Region annotation entries:
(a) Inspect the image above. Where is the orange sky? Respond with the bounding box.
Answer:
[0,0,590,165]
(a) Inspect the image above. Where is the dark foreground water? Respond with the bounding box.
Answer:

Problem
Write out every one of the records above word for word, keeping each line in its original order.

The response
(a) Inspect the image above. Where is the orange sky? Respond with the bounding box.
Answer:
[0,0,590,165]
(a) Inspect the image above. Where is the dark foreground water? Respond with the bounding box.
Answer:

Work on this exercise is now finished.